» **SOURCE**:
That Punch would reject an
essay from such a legendary
author, whose writing often
blended pathos with humour,
seems - in retrospect - especially
farcical for a humour
magazine.
What, and exactly when,
Dickens wrote about London's
water is lost to history but the
joke ultimately was on Punch.
Dicken's reputation grew
steadily while that of Punch
declined, ceasing publication in its
sesquicentennial year.
The UK's undeniable talent for political
farce includes the ribald humour
of the Monty Python series, Benny Hill,
Mr. Bean and John Cleese, to name but
a few. But even this array of satirical
talent has been eclipsed by the latest idiocy
from The Mother of all Parliaments,
a Window Tax which appropriately, but
absurdly, came into force on April Fool’s
Day of this year. The idea of taxing
windows is not new. When I worked in
London, I often saw windows bricked
up in older buildings, being vaguely
aware that it had something to do with
some long-gone taxation regulation. But
not even the Georgian Window Tax prepared
me for something called the Fenestration
Self-Assessment
Scheme
(Fensa for short).
This is a new UK
regulation requiring
homeowners to get
plans approved before
replacing their own windows. The
idea is to reduce global warming by reducing
the leakage of warm air into the
atmosphere. Even amidst the recent deluge
of global warming disinformation,
Fenestration ranks highly in the hierarchy
of idiotic environmental initiatives.

» **GIVEN PROBLEM A**:
Pick out each line of the listing that contains the word "cloudy" and copy those lines.

» **MATERIAL TO PROCESS**:
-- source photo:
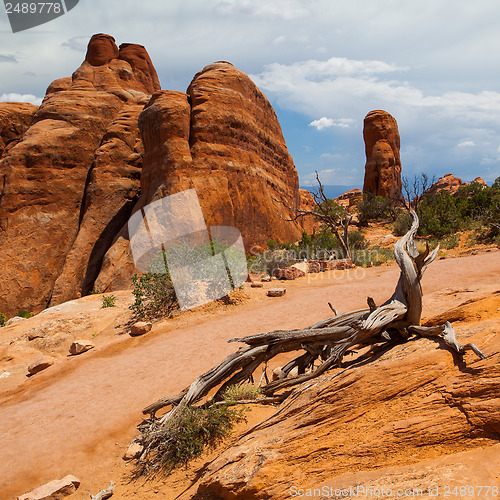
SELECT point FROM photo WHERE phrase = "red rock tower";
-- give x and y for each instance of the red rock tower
(383, 164)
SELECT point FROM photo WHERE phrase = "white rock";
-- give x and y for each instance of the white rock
(140, 328)
(55, 490)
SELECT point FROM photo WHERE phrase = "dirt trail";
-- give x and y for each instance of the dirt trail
(78, 421)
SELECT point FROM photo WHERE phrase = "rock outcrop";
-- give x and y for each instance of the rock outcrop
(223, 139)
(451, 184)
(15, 119)
(107, 142)
(71, 179)
(414, 410)
(383, 164)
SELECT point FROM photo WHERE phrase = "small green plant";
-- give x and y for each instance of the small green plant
(451, 241)
(108, 301)
(187, 436)
(24, 314)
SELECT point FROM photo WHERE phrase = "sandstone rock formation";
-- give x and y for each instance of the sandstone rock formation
(378, 425)
(72, 174)
(223, 139)
(15, 119)
(70, 182)
(383, 164)
(452, 184)
(349, 198)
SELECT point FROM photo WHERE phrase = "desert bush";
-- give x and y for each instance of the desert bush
(108, 301)
(24, 314)
(375, 256)
(154, 295)
(357, 240)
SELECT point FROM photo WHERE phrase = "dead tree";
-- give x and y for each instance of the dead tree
(334, 216)
(326, 342)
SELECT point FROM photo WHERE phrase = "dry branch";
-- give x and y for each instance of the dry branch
(327, 340)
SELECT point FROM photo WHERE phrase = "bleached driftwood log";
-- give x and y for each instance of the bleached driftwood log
(326, 341)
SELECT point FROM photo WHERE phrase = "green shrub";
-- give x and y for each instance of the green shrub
(451, 241)
(241, 392)
(402, 223)
(357, 241)
(375, 208)
(154, 295)
(187, 436)
(24, 314)
(375, 256)
(108, 301)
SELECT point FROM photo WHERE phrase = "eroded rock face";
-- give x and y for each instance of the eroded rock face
(383, 164)
(68, 183)
(15, 119)
(223, 139)
(401, 417)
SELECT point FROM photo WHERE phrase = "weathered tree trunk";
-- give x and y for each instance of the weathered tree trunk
(327, 340)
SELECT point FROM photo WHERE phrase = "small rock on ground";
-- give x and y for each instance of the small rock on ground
(55, 490)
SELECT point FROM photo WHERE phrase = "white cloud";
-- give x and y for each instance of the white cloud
(285, 9)
(325, 122)
(13, 97)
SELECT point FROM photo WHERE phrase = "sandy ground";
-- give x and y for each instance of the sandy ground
(78, 416)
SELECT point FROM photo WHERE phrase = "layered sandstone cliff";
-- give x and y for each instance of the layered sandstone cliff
(72, 173)
(383, 163)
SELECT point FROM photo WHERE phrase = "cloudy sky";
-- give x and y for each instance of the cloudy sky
(323, 64)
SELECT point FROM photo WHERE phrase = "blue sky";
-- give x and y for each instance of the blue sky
(323, 64)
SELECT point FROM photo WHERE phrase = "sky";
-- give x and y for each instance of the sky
(323, 64)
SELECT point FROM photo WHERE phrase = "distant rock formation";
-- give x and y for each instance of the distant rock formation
(73, 171)
(383, 164)
(70, 182)
(452, 184)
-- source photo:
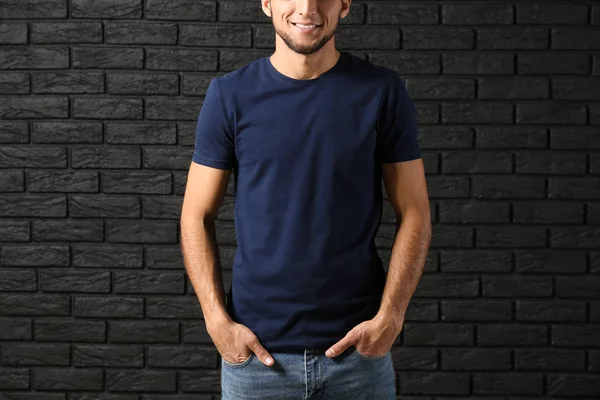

» **GIVEN PROBLEM B**:
Carry on the essay about the new UK window regulation from the point where it stops.

» **TASK ANSWER A**:
SELECT point FROM photo WHERE phrase = "cloudy sky";
-- give x and y for each instance of the cloudy sky

» **TASK ANSWER B**:
The date being April Fool’s Day,
made me feel sure it was a hoax, as Fenestration
seems to resonate with the hint
of do-it-yourself vasectomies. But we
are talking about a double whammy
oxymoron here - political common sense
and the law of the land. So I phoned a
friend in England who thought I had
been April Fooled by anything so absurd
as a “window tax”. But she humoured
me by going to a Borough
Council where she was duly amazed to
be presented with an appropriately green
form, Notes for Guidance - Replacement
Windows and Doors. It was true.
The land which gave us the Magna
Carta now says homeowners are regulated
when they wish to replace windows
in their own houses.
Boris Johnson, editor of The Spectator,
British MP and literary wit, took aim
at the new window regulations with a
sharp editorial pen. “As you walk around
London, you will suddenly see them
everywhere - blank walls and sightless
facades, disfigured streets and pathetic
.” Why? Because, in 1797,
the British government of the day decided
to treble an existing window tax
to pay for the Napoleonic Wars.
The appropriately named Mr.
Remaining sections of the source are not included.